── DATA ──
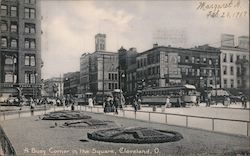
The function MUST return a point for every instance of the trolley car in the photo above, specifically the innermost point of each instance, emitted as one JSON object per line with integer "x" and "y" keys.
{"x": 179, "y": 95}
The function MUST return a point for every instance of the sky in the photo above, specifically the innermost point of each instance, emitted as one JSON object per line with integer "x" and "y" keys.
{"x": 69, "y": 27}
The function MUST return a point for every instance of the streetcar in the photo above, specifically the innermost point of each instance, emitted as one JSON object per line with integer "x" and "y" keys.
{"x": 179, "y": 95}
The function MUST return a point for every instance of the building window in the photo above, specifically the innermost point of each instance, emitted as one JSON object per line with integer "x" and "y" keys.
{"x": 237, "y": 57}
{"x": 115, "y": 76}
{"x": 4, "y": 11}
{"x": 30, "y": 43}
{"x": 112, "y": 76}
{"x": 9, "y": 60}
{"x": 4, "y": 26}
{"x": 224, "y": 70}
{"x": 210, "y": 61}
{"x": 13, "y": 11}
{"x": 186, "y": 59}
{"x": 197, "y": 60}
{"x": 205, "y": 72}
{"x": 238, "y": 82}
{"x": 9, "y": 78}
{"x": 244, "y": 57}
{"x": 225, "y": 83}
{"x": 232, "y": 70}
{"x": 29, "y": 13}
{"x": 30, "y": 28}
{"x": 4, "y": 42}
{"x": 13, "y": 43}
{"x": 13, "y": 27}
{"x": 192, "y": 59}
{"x": 30, "y": 1}
{"x": 198, "y": 72}
{"x": 224, "y": 57}
{"x": 231, "y": 58}
{"x": 186, "y": 71}
{"x": 30, "y": 60}
{"x": 193, "y": 70}
{"x": 204, "y": 60}
{"x": 210, "y": 72}
{"x": 216, "y": 61}
{"x": 232, "y": 83}
{"x": 30, "y": 77}
{"x": 238, "y": 71}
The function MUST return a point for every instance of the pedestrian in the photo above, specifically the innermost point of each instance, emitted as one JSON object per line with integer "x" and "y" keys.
{"x": 178, "y": 101}
{"x": 135, "y": 104}
{"x": 208, "y": 99}
{"x": 139, "y": 103}
{"x": 197, "y": 100}
{"x": 90, "y": 101}
{"x": 244, "y": 101}
{"x": 32, "y": 106}
{"x": 116, "y": 104}
{"x": 167, "y": 104}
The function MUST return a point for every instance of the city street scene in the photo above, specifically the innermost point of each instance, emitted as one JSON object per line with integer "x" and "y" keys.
{"x": 125, "y": 77}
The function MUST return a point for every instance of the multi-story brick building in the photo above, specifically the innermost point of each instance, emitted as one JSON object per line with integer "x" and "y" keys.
{"x": 127, "y": 70}
{"x": 84, "y": 73}
{"x": 53, "y": 87}
{"x": 71, "y": 82}
{"x": 166, "y": 66}
{"x": 99, "y": 70}
{"x": 20, "y": 48}
{"x": 234, "y": 62}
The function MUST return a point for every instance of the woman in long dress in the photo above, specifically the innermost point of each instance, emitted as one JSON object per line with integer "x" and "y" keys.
{"x": 90, "y": 102}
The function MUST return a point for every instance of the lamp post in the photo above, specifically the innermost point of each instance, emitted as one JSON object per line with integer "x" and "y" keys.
{"x": 34, "y": 86}
{"x": 121, "y": 77}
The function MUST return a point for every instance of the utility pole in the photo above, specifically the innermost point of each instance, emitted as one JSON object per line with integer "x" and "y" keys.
{"x": 103, "y": 78}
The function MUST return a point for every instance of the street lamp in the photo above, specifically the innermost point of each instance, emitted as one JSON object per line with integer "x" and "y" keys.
{"x": 35, "y": 74}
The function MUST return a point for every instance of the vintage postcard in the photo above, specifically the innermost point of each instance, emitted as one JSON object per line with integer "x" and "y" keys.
{"x": 124, "y": 77}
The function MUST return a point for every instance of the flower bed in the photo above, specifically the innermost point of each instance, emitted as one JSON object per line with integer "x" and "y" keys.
{"x": 138, "y": 135}
{"x": 65, "y": 115}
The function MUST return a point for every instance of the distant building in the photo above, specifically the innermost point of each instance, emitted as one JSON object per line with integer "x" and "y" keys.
{"x": 127, "y": 70}
{"x": 20, "y": 48}
{"x": 71, "y": 82}
{"x": 167, "y": 66}
{"x": 53, "y": 87}
{"x": 84, "y": 73}
{"x": 99, "y": 70}
{"x": 235, "y": 64}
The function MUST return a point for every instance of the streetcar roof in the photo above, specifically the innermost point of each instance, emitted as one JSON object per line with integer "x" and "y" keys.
{"x": 187, "y": 86}
{"x": 118, "y": 91}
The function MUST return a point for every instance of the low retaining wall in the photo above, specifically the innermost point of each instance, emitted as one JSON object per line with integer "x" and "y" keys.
{"x": 7, "y": 148}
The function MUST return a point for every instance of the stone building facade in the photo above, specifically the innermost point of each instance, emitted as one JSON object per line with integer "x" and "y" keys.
{"x": 99, "y": 70}
{"x": 20, "y": 48}
{"x": 167, "y": 66}
{"x": 71, "y": 82}
{"x": 235, "y": 63}
{"x": 53, "y": 87}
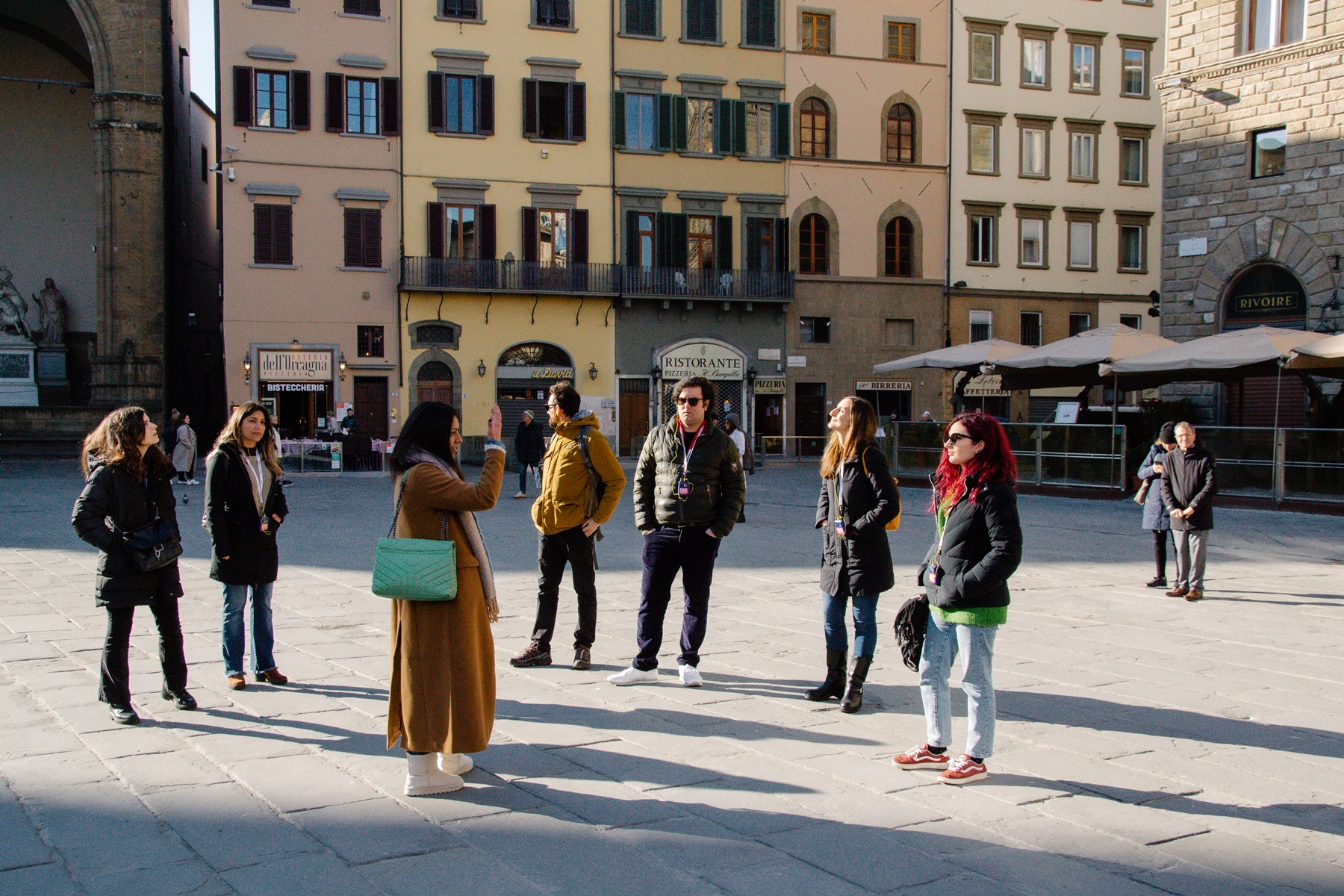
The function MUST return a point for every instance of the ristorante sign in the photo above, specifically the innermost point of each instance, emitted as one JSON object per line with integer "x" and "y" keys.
{"x": 710, "y": 361}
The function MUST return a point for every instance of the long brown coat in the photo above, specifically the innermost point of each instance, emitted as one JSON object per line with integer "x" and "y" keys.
{"x": 441, "y": 697}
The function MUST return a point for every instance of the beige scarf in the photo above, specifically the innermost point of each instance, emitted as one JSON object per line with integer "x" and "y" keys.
{"x": 473, "y": 536}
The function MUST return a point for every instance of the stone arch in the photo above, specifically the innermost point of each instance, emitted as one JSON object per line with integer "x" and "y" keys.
{"x": 819, "y": 207}
{"x": 833, "y": 121}
{"x": 900, "y": 210}
{"x": 1263, "y": 240}
{"x": 900, "y": 96}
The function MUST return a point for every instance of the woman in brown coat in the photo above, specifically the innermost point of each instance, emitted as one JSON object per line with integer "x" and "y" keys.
{"x": 441, "y": 697}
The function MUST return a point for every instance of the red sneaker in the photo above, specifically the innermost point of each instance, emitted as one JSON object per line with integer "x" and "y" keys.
{"x": 920, "y": 758}
{"x": 962, "y": 771}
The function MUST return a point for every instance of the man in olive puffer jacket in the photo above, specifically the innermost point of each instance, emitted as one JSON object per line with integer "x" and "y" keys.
{"x": 688, "y": 492}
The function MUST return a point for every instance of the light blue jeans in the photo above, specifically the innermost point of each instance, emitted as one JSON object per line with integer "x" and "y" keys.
{"x": 865, "y": 623}
{"x": 976, "y": 644}
{"x": 235, "y": 637}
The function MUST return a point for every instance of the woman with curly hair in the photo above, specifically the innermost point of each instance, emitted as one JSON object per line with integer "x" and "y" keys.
{"x": 128, "y": 485}
{"x": 965, "y": 576}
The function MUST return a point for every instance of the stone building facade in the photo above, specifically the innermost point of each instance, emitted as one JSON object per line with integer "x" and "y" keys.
{"x": 1254, "y": 173}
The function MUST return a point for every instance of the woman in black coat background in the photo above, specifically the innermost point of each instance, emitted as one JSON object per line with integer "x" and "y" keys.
{"x": 245, "y": 504}
{"x": 128, "y": 481}
{"x": 858, "y": 500}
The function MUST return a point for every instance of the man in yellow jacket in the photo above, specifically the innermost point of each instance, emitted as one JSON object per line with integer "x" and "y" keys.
{"x": 581, "y": 485}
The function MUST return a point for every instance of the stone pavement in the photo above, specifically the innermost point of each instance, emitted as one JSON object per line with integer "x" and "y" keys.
{"x": 1145, "y": 746}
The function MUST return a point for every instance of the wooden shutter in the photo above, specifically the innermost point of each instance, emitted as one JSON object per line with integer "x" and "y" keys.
{"x": 530, "y": 119}
{"x": 530, "y": 235}
{"x": 578, "y": 112}
{"x": 724, "y": 242}
{"x": 578, "y": 235}
{"x": 335, "y": 102}
{"x": 485, "y": 105}
{"x": 437, "y": 111}
{"x": 391, "y": 107}
{"x": 302, "y": 100}
{"x": 617, "y": 119}
{"x": 436, "y": 230}
{"x": 783, "y": 131}
{"x": 242, "y": 97}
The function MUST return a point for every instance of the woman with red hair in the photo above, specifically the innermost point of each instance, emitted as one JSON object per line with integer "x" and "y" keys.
{"x": 965, "y": 576}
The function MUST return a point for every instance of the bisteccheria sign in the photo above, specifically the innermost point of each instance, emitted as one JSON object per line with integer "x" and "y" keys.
{"x": 710, "y": 361}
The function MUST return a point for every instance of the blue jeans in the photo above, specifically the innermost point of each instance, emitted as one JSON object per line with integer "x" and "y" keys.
{"x": 865, "y": 623}
{"x": 264, "y": 637}
{"x": 942, "y": 641}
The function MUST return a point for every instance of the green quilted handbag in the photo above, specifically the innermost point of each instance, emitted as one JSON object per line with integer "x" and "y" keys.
{"x": 416, "y": 568}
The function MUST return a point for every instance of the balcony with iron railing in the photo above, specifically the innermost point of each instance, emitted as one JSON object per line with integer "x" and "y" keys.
{"x": 497, "y": 276}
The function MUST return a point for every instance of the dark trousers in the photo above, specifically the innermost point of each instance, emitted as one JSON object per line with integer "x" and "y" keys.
{"x": 114, "y": 685}
{"x": 553, "y": 553}
{"x": 665, "y": 551}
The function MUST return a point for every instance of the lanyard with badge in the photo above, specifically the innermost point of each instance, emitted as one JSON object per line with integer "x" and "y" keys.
{"x": 683, "y": 482}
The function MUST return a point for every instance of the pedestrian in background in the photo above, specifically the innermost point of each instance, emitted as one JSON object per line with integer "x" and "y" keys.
{"x": 688, "y": 491}
{"x": 1189, "y": 489}
{"x": 441, "y": 696}
{"x": 128, "y": 485}
{"x": 1156, "y": 517}
{"x": 245, "y": 505}
{"x": 858, "y": 500}
{"x": 965, "y": 575}
{"x": 529, "y": 447}
{"x": 184, "y": 452}
{"x": 579, "y": 492}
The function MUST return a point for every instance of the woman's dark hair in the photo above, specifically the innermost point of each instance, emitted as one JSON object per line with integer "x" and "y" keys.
{"x": 429, "y": 428}
{"x": 995, "y": 464}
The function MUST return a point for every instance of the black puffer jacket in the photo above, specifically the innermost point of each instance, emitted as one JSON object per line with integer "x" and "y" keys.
{"x": 718, "y": 488}
{"x": 860, "y": 561}
{"x": 112, "y": 492}
{"x": 981, "y": 547}
{"x": 234, "y": 523}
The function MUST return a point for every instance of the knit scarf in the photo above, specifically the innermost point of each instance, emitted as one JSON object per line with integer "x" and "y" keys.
{"x": 473, "y": 535}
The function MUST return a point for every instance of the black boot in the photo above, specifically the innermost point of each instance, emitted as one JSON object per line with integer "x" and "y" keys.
{"x": 833, "y": 685}
{"x": 853, "y": 700}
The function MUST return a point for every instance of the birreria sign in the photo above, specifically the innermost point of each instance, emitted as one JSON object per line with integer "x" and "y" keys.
{"x": 710, "y": 361}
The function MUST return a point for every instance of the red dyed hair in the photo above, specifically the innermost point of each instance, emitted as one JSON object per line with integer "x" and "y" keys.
{"x": 995, "y": 464}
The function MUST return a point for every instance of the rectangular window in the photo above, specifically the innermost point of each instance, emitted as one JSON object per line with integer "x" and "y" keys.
{"x": 1030, "y": 329}
{"x": 370, "y": 341}
{"x": 699, "y": 119}
{"x": 981, "y": 326}
{"x": 1033, "y": 242}
{"x": 815, "y": 329}
{"x": 272, "y": 100}
{"x": 1034, "y": 152}
{"x": 900, "y": 332}
{"x": 1269, "y": 152}
{"x": 363, "y": 238}
{"x": 984, "y": 57}
{"x": 815, "y": 33}
{"x": 900, "y": 40}
{"x": 361, "y": 107}
{"x": 1035, "y": 54}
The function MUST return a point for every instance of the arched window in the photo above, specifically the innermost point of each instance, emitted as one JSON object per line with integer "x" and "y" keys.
{"x": 900, "y": 247}
{"x": 813, "y": 243}
{"x": 815, "y": 122}
{"x": 900, "y": 134}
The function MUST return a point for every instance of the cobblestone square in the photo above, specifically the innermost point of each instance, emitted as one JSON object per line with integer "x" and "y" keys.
{"x": 1145, "y": 746}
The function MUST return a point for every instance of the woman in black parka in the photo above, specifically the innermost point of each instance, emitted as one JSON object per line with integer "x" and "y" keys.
{"x": 128, "y": 482}
{"x": 245, "y": 504}
{"x": 858, "y": 500}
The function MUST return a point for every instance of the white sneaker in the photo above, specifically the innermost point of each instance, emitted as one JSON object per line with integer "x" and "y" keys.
{"x": 423, "y": 777}
{"x": 633, "y": 676}
{"x": 455, "y": 763}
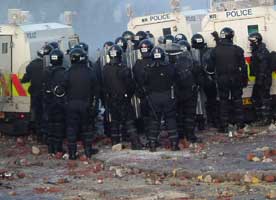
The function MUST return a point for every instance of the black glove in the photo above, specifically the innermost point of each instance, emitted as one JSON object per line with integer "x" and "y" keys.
{"x": 215, "y": 34}
{"x": 125, "y": 73}
{"x": 260, "y": 80}
{"x": 245, "y": 82}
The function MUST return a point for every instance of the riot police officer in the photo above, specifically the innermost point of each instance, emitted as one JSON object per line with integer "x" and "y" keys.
{"x": 139, "y": 69}
{"x": 128, "y": 35}
{"x": 34, "y": 75}
{"x": 261, "y": 69}
{"x": 159, "y": 82}
{"x": 81, "y": 87}
{"x": 207, "y": 95}
{"x": 227, "y": 60}
{"x": 139, "y": 36}
{"x": 55, "y": 45}
{"x": 55, "y": 94}
{"x": 187, "y": 89}
{"x": 122, "y": 42}
{"x": 119, "y": 88}
{"x": 180, "y": 37}
{"x": 100, "y": 63}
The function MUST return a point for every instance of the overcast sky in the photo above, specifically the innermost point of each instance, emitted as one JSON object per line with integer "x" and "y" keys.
{"x": 96, "y": 21}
───
## TASK
Convert the listing, from the line containing "of the overcast" through the end of the listing, into a two-column CSV with the headers "prompt" and "answer", one row per request. Put the request text and its answer each in a single quoted field, replacing line breaks with spaces.

## THE RESULT
prompt,answer
"The function MUST return a point for every instance of the overcast sky in the photo above, specifically the innermost point of each instance, emitted as one JSON object per line with integer ""x"" and ""y"" keys.","{""x"": 96, ""y"": 21}"